◆ What you need to do ◆
Return every line below exactly, without dropping any.

[Point-per-instance localization data]
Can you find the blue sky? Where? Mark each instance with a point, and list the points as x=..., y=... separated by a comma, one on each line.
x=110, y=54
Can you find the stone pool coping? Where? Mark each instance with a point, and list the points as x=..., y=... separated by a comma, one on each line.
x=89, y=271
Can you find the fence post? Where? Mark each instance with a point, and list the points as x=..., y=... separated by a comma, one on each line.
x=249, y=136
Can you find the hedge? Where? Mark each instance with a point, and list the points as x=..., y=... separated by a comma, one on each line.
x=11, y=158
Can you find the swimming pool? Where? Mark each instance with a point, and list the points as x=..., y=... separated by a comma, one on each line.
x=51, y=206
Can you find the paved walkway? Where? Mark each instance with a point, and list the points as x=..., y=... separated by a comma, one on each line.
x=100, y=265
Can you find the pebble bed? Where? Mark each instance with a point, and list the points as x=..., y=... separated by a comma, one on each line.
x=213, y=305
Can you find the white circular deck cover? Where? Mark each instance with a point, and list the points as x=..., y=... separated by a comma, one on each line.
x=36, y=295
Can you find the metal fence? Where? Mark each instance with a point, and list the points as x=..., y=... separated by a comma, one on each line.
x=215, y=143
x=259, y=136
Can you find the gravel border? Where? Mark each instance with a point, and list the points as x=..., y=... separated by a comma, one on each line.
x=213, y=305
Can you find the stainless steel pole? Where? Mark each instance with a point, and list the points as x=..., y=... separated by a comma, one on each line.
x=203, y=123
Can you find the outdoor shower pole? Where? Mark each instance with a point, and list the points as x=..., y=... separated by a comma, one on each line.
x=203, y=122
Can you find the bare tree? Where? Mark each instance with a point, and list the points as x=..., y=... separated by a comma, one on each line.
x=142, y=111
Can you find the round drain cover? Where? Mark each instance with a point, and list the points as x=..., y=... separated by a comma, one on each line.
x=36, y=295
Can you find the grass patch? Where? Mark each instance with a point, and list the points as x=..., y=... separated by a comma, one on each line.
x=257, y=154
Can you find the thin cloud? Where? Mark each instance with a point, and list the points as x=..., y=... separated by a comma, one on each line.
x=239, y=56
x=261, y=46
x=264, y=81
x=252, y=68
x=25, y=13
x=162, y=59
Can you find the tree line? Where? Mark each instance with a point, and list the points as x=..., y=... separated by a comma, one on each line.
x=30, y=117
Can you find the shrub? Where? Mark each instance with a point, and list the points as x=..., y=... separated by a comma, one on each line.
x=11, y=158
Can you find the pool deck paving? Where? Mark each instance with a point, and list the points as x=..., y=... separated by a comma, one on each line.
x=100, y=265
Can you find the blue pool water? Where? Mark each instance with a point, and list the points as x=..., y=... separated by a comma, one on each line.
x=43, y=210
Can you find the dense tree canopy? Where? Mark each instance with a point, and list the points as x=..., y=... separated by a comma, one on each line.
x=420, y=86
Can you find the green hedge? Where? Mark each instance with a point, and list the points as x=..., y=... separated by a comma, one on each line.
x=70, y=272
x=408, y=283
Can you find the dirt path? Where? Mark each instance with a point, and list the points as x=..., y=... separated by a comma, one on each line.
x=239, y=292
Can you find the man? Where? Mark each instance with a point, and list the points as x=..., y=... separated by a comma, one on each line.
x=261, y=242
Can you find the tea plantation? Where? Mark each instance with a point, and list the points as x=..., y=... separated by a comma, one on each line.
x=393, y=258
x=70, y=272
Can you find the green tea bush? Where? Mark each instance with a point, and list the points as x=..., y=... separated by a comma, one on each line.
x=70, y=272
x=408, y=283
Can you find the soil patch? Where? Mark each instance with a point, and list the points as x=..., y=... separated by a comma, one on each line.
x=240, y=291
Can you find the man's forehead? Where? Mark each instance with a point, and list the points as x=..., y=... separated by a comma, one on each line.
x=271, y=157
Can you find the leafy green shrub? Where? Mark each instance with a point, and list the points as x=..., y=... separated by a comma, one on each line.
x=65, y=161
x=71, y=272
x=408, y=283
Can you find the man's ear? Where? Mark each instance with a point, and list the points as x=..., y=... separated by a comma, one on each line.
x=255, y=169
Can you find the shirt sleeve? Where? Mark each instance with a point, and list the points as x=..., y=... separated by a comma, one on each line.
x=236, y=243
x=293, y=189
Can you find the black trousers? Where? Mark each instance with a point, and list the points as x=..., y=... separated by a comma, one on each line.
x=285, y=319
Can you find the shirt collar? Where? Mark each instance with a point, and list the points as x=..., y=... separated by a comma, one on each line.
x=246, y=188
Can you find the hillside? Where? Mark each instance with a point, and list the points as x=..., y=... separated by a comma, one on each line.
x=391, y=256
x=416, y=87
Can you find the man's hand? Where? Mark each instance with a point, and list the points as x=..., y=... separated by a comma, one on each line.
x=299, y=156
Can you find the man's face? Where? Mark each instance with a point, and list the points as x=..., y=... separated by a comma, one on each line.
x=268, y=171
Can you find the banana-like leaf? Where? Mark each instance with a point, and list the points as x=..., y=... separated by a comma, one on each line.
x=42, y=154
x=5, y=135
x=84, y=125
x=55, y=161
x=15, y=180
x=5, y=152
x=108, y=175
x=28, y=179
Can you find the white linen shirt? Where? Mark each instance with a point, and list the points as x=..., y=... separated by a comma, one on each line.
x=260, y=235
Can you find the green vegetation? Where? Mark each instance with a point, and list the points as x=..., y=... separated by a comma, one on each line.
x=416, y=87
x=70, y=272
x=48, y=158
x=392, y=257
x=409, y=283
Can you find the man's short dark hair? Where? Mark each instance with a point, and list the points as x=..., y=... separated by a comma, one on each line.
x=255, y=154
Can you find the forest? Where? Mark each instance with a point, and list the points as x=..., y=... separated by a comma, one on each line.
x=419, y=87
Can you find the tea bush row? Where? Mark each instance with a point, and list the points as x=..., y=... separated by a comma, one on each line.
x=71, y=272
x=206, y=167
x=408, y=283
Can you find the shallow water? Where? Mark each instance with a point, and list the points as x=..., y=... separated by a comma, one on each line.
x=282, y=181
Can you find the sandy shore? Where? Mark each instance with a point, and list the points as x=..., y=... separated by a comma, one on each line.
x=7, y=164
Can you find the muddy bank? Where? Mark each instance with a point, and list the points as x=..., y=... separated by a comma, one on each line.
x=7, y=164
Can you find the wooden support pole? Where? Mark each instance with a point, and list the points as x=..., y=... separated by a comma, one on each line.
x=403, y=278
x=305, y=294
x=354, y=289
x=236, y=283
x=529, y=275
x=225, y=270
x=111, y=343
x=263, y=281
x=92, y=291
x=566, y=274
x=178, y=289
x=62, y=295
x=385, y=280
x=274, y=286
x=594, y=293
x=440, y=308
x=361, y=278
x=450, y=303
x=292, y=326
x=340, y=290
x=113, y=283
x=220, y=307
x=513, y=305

◆ Solved problem ◆
Can you find the blue sky? Where? Mark each instance with a point, and list the points as x=..., y=... separated by a comma, one on each line.
x=110, y=54
Can you find the stone pool coping? Where? Mark each instance with a point, and list the points as x=..., y=... separated by a comma, one on each line.
x=89, y=271
Can you find the fence post? Where? Mark each instance with a point, and list the points as x=..., y=... separated by a comma, one on each line.
x=249, y=136
Can you find the hedge? Where? Mark each instance with a point, and list the points as x=..., y=... separated by a comma, one on each line.
x=11, y=158
Can you find the swimming pool? Where? Mark each instance with a point, and list the points as x=..., y=... separated by a comma, one on each line.
x=51, y=206
Can you find the paved walkway? Where? Mark each instance with a point, and list the points as x=..., y=... separated by a comma, one on each line.
x=100, y=265
Can you find the pebble bed? Where? Mark each instance with a point, and list the points as x=..., y=... separated by a comma, one on each line.
x=213, y=305
Can you find the white circular deck cover? Where? Mark each instance with a point, and list the points as x=..., y=... separated by a comma, one on each line.
x=36, y=295
Can you find the metal fence? Where? Mark each instance with a point, and list the points as x=..., y=... separated by a comma, one on each line.
x=215, y=143
x=259, y=136
Can you find the gravel border? Where? Mark each instance with a point, and list the points as x=..., y=... separated by a comma, one on each line.
x=213, y=305
Can you find the stainless steel pole? Where? Mark each instance with a point, and list the points as x=..., y=... separated by a comma, one on each line.
x=203, y=123
Can you find the outdoor shower pole? Where? Mark each instance with a point, and list the points as x=..., y=... separated by a comma, one on each line.
x=203, y=122
Can you find the bare tree? Where? Mark each instance with a point, and list the points as x=..., y=... separated by a comma, one on each line.
x=142, y=111
Can you find the round drain cover? Where? Mark each instance with a point, and list the points as x=..., y=... separated by a comma, one on each line.
x=36, y=295
Can you find the grass patch? Where? Mark each instance with a point, and list the points as x=..., y=... separated by a comma, one on each line.
x=257, y=154
Can you find the thin cloud? Where? Mark each instance with a point, and list the points as x=..., y=... separated by a comma, one on each line.
x=239, y=56
x=261, y=46
x=264, y=81
x=252, y=68
x=25, y=13
x=162, y=59
Can you find the tree line? Where? Mark each instance with a point, and list the points as x=..., y=... separated by a comma, one on each line.
x=30, y=117
Can you find the shrub? Where? Mark each instance with a point, and list the points as x=..., y=... separated by a comma, one on each line.
x=11, y=158
Can you find the pool deck paving? Where? Mark each instance with a point, and list the points as x=..., y=... separated by a comma, one on each line.
x=100, y=265
Can you find the blue pool water? Where? Mark each instance with a point, and list the points as x=..., y=... separated by a comma, one on each line.
x=43, y=210
Can you find the dense tree canopy? Where? Mark each instance with a point, and list the points as x=..., y=... separated by a comma, one on each line.
x=420, y=86
Can you find the green hedge? Where? Mark each instance with a point, and list the points as x=..., y=... separated by a comma, one on each line.
x=70, y=272
x=408, y=283
Can you find the dirt path? Where? Mark each instance with a point, and list the points as x=..., y=... separated by a comma, one on each line.
x=239, y=292
Can you find the man? Where? Mark each instance with a point, and list the points as x=..., y=... separated by a comma, one on each line.
x=261, y=242
Can you find the tea plantation? Where? Mark each instance with a point, and list the points as x=..., y=... separated by a comma, one on each line.
x=393, y=258
x=70, y=272
Can you find the green tea bush? Where? Mark each instance with a point, and list the points as x=..., y=... separated by a comma, one on each line.
x=70, y=272
x=408, y=283
Can you find the soil patch? Where? Mark each instance with a point, and list the points as x=..., y=... separated by a comma, one on each line.
x=240, y=291
Can you find the man's forehead? Where? Mark each instance with a point, and list the points as x=..., y=... separated by a comma, one on each line.
x=271, y=157
Can you find the leafy green shrub? Where? Mark each instance with a point, and list the points as x=..., y=... separated by a comma, one on each line.
x=65, y=161
x=71, y=272
x=408, y=283
Can you find the man's ear? Where? Mark each instance with a point, and list the points as x=..., y=... separated by a comma, one on each line.
x=255, y=169
Can you find the shirt sleeve? Where? Mark each instance with a point, and list the points as x=..., y=... separated by a comma, one on each line.
x=236, y=243
x=293, y=189
Can you find the black trousers? Where? Mark each instance with a point, and list the points as x=..., y=... separated by a comma, one on each line.
x=285, y=319
Can you find the shirt collar? Where? Mark each instance with a point, and list the points as x=..., y=... separated by a comma, one on each line.
x=246, y=188
Can you find the hillside? Where? Mark each instance with a point, and list the points as x=..., y=... separated by a comma, one on each line.
x=391, y=256
x=416, y=87
Can you find the man's hand? Where? Mark each instance with a point, and list the points as x=..., y=... separated by a comma, one on each line.
x=299, y=156
Can you find the man's face? Where? Mark each instance with a point, and list the points as x=..., y=... separated by a comma, one on each line.
x=268, y=171
Can you find the banana-like leaf? Where? Mark each instance with a point, and list the points as x=..., y=... separated by a comma, one on each line.
x=42, y=154
x=5, y=135
x=84, y=125
x=55, y=161
x=15, y=180
x=5, y=152
x=108, y=175
x=28, y=179
Can you find the white linen shirt? Where? Mark each instance with a point, and list the points as x=..., y=... separated by a comma, one on each line.
x=260, y=235
Can you find the green vegetation? Where? Mark each instance with a point, and list the points as x=..., y=... separated by a comma, one on each line.
x=416, y=87
x=70, y=272
x=48, y=158
x=392, y=257
x=409, y=283
Can you find the man's short dark hair? Where? Mark each instance with a point, and list the points as x=..., y=... separated by a comma, one on each line.
x=255, y=154
Can you find the forest? Where? Mark each instance with a point, and list the points as x=..., y=... separated by a comma, one on each line.
x=419, y=87
Can you find the tea bush row? Where? Mark each instance with a point, and list the points as x=..., y=... separated by a comma, one on each line.
x=71, y=272
x=206, y=167
x=408, y=283
Can you find the shallow water? Where? Mark each instance with a point, and list the points as x=..., y=... separated by a comma, one on each line.
x=282, y=181
Can you find the sandy shore? Where? Mark each instance with a point, and list the points as x=..., y=... separated by a comma, one on each line.
x=7, y=164
Can you find the muddy bank? Where? Mark each instance with a point, and list the points as x=..., y=... separated by a comma, one on each line.
x=7, y=164
Can you find the wooden support pole? Where? Mark each instance with a point, and list the points as x=..., y=... separated by a comma, one on each line.
x=403, y=278
x=305, y=294
x=354, y=289
x=236, y=283
x=529, y=275
x=225, y=270
x=111, y=343
x=263, y=281
x=92, y=291
x=566, y=274
x=178, y=289
x=62, y=295
x=385, y=280
x=274, y=286
x=594, y=293
x=440, y=308
x=361, y=278
x=450, y=303
x=292, y=326
x=340, y=290
x=113, y=283
x=220, y=307
x=513, y=305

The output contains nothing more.